Records from a dataset
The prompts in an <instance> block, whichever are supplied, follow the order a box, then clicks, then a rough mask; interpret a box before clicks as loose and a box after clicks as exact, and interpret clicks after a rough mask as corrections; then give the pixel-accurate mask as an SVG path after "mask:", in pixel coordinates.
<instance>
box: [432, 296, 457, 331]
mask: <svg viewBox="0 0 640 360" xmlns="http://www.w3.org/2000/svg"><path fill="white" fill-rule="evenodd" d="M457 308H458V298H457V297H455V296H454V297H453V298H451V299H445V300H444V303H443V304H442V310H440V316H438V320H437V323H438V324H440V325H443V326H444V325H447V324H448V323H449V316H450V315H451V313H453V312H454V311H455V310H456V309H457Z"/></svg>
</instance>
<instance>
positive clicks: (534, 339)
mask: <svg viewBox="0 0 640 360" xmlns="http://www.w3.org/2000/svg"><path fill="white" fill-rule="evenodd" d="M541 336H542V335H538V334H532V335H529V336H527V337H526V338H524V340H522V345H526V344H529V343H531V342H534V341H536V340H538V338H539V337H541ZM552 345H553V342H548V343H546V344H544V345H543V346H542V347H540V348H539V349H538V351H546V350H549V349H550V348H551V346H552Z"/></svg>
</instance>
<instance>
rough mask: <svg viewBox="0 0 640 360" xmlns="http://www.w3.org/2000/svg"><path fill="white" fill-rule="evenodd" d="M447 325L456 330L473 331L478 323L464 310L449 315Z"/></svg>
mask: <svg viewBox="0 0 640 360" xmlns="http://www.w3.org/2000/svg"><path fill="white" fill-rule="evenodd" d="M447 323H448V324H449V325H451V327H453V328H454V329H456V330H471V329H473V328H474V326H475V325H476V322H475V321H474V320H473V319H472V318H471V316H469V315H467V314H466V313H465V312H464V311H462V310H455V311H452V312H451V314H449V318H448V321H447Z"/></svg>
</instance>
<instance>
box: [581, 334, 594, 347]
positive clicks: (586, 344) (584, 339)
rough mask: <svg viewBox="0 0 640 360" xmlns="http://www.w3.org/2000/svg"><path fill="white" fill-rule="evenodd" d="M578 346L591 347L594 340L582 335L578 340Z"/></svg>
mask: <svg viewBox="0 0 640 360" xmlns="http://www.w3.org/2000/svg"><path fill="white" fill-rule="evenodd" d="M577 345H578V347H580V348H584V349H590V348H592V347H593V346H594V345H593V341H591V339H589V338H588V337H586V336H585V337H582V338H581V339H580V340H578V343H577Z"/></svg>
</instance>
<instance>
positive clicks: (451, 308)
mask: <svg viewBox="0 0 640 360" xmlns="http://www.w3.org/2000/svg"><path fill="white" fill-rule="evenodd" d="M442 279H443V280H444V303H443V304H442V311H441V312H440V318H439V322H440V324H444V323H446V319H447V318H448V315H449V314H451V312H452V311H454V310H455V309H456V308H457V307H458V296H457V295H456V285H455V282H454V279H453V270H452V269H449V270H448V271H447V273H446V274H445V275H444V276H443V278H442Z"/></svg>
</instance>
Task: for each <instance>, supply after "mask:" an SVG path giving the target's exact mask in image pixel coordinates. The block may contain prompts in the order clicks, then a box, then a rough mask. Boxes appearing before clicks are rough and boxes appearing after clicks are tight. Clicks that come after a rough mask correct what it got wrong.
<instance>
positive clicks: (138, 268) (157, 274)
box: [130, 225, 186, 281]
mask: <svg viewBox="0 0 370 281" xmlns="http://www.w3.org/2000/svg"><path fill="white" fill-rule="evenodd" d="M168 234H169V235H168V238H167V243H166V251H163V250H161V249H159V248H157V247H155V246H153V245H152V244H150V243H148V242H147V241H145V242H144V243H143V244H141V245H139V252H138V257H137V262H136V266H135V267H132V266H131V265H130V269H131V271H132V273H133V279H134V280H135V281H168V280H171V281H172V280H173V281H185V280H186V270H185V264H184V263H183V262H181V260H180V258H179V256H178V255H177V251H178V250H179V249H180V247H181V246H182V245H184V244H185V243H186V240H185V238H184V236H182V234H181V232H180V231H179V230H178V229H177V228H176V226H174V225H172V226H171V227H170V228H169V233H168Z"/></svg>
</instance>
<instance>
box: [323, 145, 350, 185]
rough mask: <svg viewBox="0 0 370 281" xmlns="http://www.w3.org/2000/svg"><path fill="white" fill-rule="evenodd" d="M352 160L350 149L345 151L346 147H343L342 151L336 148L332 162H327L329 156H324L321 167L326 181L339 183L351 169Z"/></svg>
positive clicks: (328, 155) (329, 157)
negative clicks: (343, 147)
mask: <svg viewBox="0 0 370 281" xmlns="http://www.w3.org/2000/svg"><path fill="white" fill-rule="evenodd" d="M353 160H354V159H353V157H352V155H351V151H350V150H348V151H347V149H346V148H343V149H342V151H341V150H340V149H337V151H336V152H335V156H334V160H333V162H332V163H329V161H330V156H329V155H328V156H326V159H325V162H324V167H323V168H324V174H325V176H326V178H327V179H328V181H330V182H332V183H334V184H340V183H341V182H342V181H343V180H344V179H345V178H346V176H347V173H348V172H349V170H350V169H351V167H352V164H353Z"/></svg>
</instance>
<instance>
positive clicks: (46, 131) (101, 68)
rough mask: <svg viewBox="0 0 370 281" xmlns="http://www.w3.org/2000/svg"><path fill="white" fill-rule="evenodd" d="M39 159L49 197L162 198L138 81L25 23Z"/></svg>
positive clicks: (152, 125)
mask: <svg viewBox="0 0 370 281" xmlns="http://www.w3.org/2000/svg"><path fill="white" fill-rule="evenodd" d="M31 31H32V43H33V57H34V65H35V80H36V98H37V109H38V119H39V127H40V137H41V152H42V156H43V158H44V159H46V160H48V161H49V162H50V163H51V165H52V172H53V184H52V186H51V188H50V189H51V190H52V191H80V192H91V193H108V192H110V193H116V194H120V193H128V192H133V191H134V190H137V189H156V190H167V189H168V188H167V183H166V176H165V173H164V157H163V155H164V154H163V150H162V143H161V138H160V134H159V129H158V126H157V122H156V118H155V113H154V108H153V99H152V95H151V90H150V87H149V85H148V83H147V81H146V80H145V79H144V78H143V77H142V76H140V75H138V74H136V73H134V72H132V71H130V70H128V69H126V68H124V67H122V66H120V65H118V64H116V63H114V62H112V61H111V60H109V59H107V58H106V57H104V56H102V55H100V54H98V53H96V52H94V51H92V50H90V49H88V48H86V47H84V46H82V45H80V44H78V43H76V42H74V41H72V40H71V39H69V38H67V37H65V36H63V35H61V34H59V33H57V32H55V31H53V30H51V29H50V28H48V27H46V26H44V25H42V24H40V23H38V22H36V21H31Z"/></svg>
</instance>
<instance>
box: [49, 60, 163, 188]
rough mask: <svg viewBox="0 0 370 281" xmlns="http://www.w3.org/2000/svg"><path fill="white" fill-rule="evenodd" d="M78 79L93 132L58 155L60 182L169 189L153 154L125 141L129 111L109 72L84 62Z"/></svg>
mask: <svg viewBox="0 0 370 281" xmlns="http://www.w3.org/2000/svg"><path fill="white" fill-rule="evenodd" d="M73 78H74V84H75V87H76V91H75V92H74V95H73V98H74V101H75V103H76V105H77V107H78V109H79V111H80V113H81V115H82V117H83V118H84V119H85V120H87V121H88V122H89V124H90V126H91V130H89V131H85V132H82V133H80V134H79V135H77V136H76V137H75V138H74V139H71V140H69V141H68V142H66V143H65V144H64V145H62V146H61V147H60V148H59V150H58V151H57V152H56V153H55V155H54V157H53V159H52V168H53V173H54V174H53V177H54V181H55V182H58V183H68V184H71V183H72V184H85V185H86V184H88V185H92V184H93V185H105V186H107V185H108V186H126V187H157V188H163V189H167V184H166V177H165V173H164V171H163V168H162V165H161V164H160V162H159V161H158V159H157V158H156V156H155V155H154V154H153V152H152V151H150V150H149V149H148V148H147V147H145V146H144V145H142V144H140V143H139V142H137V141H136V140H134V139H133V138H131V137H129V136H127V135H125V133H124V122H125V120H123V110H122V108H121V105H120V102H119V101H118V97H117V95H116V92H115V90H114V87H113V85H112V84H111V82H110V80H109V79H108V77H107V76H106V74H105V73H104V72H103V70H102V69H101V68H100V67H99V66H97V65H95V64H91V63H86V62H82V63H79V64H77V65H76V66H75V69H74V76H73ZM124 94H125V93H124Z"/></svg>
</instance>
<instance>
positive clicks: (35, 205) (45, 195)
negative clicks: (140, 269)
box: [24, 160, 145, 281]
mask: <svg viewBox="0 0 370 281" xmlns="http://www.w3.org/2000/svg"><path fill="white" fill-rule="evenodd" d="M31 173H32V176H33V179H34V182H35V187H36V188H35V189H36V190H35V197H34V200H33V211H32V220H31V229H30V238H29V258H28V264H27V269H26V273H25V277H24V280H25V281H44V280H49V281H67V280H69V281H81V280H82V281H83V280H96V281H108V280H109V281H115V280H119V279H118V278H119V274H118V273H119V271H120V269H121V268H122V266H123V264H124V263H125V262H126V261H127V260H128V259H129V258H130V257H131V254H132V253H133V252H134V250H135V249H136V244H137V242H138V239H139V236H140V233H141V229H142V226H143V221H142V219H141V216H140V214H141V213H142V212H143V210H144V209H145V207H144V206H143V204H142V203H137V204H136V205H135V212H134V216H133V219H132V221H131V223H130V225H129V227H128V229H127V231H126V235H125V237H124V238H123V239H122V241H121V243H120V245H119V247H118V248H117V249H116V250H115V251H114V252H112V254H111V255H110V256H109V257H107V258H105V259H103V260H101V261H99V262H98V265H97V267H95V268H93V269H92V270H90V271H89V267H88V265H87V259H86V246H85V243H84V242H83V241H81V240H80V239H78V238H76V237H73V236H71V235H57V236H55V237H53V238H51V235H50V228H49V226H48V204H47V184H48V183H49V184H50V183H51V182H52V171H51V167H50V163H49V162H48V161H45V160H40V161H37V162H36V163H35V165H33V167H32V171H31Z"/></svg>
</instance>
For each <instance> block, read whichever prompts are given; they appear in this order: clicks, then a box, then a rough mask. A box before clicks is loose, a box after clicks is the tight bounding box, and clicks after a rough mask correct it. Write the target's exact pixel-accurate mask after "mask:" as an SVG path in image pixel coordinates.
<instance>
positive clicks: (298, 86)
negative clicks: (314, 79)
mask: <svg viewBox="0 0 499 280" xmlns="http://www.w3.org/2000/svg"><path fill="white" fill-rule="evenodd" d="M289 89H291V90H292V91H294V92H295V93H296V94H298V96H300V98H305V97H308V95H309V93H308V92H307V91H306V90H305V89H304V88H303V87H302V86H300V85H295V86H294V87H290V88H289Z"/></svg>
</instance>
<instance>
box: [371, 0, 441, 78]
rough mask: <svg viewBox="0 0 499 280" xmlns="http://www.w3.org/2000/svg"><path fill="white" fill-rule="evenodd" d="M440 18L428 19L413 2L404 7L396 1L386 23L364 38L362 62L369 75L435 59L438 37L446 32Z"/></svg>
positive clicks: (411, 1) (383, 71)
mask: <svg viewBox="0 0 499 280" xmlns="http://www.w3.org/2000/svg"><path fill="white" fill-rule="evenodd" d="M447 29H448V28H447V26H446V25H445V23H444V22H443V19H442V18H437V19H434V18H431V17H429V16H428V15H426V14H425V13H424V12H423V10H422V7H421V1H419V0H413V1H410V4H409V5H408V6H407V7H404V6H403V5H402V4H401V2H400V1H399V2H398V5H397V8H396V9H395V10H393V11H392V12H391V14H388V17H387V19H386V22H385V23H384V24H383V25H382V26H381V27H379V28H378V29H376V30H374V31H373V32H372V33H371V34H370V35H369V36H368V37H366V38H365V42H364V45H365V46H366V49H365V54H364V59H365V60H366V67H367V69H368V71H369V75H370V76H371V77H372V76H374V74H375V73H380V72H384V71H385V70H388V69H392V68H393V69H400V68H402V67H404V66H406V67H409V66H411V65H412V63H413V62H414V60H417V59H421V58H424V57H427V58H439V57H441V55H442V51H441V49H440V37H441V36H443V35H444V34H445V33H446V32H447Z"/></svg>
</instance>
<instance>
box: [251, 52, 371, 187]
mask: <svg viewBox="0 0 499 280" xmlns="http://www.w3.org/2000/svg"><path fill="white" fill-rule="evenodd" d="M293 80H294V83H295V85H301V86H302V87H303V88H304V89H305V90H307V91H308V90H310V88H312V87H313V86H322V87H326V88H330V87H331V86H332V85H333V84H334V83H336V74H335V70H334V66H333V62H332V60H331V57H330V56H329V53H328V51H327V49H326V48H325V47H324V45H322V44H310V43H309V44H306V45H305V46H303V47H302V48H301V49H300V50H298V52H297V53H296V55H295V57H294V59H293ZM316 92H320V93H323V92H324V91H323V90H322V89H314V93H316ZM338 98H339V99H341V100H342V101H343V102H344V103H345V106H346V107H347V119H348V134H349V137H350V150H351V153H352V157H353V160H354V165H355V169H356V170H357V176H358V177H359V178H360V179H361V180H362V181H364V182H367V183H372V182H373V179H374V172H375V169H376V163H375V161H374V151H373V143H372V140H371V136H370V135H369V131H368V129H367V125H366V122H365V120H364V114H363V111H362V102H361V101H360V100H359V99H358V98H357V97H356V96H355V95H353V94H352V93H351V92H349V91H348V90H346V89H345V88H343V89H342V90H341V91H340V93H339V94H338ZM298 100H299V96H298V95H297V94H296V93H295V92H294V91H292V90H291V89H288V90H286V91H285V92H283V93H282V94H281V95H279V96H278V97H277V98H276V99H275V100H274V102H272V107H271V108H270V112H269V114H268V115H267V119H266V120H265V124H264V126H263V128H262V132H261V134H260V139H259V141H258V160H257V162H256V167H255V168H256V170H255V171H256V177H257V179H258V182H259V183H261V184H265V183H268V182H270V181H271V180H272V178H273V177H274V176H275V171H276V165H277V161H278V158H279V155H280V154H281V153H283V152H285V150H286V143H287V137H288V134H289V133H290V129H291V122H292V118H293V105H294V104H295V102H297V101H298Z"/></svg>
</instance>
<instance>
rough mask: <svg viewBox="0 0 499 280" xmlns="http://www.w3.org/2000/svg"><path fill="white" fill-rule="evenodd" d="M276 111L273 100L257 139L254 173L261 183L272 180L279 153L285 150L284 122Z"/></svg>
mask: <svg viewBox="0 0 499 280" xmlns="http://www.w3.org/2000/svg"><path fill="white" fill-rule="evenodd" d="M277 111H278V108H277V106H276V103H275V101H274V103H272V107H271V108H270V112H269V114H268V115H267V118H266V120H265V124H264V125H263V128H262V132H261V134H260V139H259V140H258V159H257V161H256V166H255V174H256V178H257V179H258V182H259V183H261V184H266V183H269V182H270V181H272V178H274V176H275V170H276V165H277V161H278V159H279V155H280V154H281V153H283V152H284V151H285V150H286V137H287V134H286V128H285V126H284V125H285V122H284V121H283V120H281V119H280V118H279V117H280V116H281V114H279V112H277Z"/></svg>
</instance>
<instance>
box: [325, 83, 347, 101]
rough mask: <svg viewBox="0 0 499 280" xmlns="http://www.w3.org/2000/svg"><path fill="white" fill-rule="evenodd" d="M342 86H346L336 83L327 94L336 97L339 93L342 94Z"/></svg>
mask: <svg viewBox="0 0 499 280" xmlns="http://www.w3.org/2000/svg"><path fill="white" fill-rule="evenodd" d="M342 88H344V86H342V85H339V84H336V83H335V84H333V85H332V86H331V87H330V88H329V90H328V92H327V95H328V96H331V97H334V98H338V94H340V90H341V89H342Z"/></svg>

_WHAT IS REQUIRED_. How many lines of the listing above contain the string "loose", with case counting? Reply with the number only.

_RESPONSE TO THIS TASK_. 2